Challenge => Copy out each line of the material below word for word, covering all of it from the first line to the last.

Items =>
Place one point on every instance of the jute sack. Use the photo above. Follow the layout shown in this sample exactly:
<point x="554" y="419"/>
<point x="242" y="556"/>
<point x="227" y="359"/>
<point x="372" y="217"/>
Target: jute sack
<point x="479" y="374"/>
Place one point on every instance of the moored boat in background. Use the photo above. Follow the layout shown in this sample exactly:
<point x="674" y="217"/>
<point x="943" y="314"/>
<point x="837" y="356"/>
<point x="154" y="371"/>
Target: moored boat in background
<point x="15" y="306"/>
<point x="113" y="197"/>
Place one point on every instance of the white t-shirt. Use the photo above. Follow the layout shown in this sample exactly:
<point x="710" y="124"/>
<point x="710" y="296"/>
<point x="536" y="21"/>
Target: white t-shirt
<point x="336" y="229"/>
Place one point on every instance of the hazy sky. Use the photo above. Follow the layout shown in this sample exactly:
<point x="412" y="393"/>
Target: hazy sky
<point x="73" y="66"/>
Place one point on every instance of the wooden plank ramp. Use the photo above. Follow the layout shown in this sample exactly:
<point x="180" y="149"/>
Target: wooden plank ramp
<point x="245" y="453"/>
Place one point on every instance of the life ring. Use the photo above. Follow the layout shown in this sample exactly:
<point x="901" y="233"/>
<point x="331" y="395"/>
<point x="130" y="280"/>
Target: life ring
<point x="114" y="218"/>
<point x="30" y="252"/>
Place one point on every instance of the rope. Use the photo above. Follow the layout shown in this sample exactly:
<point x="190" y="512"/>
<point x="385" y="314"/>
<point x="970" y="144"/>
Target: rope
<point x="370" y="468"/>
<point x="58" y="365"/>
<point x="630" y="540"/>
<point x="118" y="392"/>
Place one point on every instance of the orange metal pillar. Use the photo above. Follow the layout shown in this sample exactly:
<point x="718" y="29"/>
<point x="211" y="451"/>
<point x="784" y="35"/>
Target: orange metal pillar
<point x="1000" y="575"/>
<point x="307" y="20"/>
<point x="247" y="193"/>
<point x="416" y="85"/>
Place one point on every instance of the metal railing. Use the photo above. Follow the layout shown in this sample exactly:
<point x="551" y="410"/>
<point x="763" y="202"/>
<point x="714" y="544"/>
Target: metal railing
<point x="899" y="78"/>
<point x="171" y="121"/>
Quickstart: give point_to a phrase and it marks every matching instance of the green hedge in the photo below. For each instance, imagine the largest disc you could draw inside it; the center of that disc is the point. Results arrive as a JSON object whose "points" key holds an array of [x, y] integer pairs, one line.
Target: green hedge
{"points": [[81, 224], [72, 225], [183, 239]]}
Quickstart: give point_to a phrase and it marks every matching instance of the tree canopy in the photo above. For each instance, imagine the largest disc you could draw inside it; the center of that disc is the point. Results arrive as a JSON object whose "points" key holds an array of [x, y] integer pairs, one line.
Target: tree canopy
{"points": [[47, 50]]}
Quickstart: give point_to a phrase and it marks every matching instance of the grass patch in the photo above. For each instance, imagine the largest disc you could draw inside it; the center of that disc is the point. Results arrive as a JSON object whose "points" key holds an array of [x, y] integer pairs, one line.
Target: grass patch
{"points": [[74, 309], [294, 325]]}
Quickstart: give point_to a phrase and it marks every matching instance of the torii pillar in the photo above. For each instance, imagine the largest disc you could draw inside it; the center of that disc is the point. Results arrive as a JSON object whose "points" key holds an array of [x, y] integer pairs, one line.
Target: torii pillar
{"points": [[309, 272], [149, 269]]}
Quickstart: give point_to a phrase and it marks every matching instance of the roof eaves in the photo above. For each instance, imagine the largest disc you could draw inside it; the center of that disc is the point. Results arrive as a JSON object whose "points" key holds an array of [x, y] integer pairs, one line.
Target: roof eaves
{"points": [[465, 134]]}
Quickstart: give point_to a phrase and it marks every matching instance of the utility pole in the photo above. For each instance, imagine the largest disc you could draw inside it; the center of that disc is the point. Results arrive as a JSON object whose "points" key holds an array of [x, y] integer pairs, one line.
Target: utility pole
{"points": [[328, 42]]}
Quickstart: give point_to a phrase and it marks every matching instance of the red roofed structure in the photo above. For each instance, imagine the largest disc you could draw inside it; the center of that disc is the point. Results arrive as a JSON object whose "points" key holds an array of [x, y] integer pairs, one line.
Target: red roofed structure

Exercise response =>
Place one point on every instance of the jute sack. Use the photo above. Follow the layout shown in this sample exactly:
<point x="554" y="419"/>
<point x="242" y="556"/>
<point x="227" y="359"/>
<point x="372" y="217"/>
Target: jute sack
<point x="479" y="374"/>
Place one point on every instance of the moored boat in background. Use the photo above. Follow the layout shown in this sample exactly:
<point x="674" y="217"/>
<point x="943" y="314"/>
<point x="837" y="356"/>
<point x="154" y="371"/>
Target: moored boat in background
<point x="15" y="306"/>
<point x="113" y="197"/>
Place one point on every instance of the white t-shirt. Use the photo above. Follow the layout shown in this sample exactly:
<point x="710" y="124"/>
<point x="710" y="296"/>
<point x="536" y="21"/>
Target: white t-shirt
<point x="336" y="229"/>
Place one point on every instance of the hazy sky. Use the photo above. Follow the layout shown in this sample exactly:
<point x="412" y="393"/>
Target: hazy sky
<point x="73" y="66"/>
Place one point on every instance of the wooden plank ramp. Use the photo above. Follow the layout shown in this sample exactly:
<point x="180" y="149"/>
Target: wooden plank ramp
<point x="245" y="453"/>
Place one point on every instance of the life ring. Use the photo above. Follow the layout shown in this sample exactly:
<point x="901" y="233"/>
<point x="331" y="395"/>
<point x="130" y="280"/>
Target: life ring
<point x="114" y="218"/>
<point x="30" y="252"/>
Place one point on every instance of the rope. Use the photo above. Follow the layout shown in this sample exactly:
<point x="190" y="512"/>
<point x="385" y="314"/>
<point x="970" y="144"/>
Target: rope
<point x="370" y="468"/>
<point x="58" y="365"/>
<point x="630" y="540"/>
<point x="118" y="392"/>
Place one point on every instance of the orange metal pillar. Use the photo above. Follow the layout shown in this sample exactly:
<point x="718" y="29"/>
<point x="211" y="451"/>
<point x="784" y="35"/>
Target: orange metal pillar
<point x="1000" y="575"/>
<point x="307" y="20"/>
<point x="247" y="193"/>
<point x="416" y="85"/>
Place one point on every instance of the metal railing. Use the photo above. Follow the layout shown in this sample exactly:
<point x="551" y="410"/>
<point x="763" y="202"/>
<point x="714" y="544"/>
Target: metal railing
<point x="899" y="78"/>
<point x="171" y="121"/>
Quickstart: give point_to a phrase and it marks every matching instance of the green hedge in the photo below. For each instance, imagine the largest disc you could draw inside it; the center of that disc is the point. Results arrive as a JSON object whose "points" key holds an array of [x, y] integer pairs, one line.
Target: green hedge
{"points": [[81, 224], [72, 225], [183, 239]]}
Quickstart: give point_to a phrase and it marks every matching instance of the tree canopy in the photo above. For each instance, imagine the largest disc you could draw inside it; the center of that disc is the point. Results arrive as a JSON object whose "points" key holds an array of [x, y] integer pairs, one line.
Target: tree canopy
{"points": [[47, 50]]}
Quickstart: give point_to a phrase and it marks every matching instance of the grass patch in the photo above. For each instance, imagine the largest disc you could draw inside it; the center of that disc is the point. Results arrive as a JSON object whose "points" key holds an array of [x, y] integer pairs, one line.
Target: grass patch
{"points": [[74, 309], [294, 325]]}
Quickstart: give point_to a phrase and it marks every matching instance of the torii pillar in the photo above. For each instance, imagine the largest disc you could draw inside it; the center of that disc is the point. Results arrive as a JSON object whose "points" key holds an array of [x, y] integer pairs, one line.
Target: torii pillar
{"points": [[309, 272], [149, 269]]}
Quickstart: give point_to a phrase and it marks every matching instance of the roof eaves in the photo above. For each instance, imagine the largest disc you could draw inside it; the center of that disc is the point. Results arrive as a JSON object whose "points" key holds an array of [x, y] integer pairs, one line.
Target: roof eaves
{"points": [[465, 134]]}
Quickstart: give point_to a phrase and it marks every matching instance of the utility pole in the photo above. For each instance, imagine the largest disc you could draw inside it; the center of that disc is the point. Results arrive as a JSON object whose "points" key holds an array of [x, y] integer pairs, one line.
Target: utility pole
{"points": [[328, 42]]}
Quickstart: give point_to a phrase and it marks every matching instance of the red roofed structure in the photo above. For each instance, imagine the largest disc you could draw inside it; the center of that disc is the point. Results arrive as a JSON object whose "points" key holds an array of [x, y] integer pairs, one line.
Target: red roofed structure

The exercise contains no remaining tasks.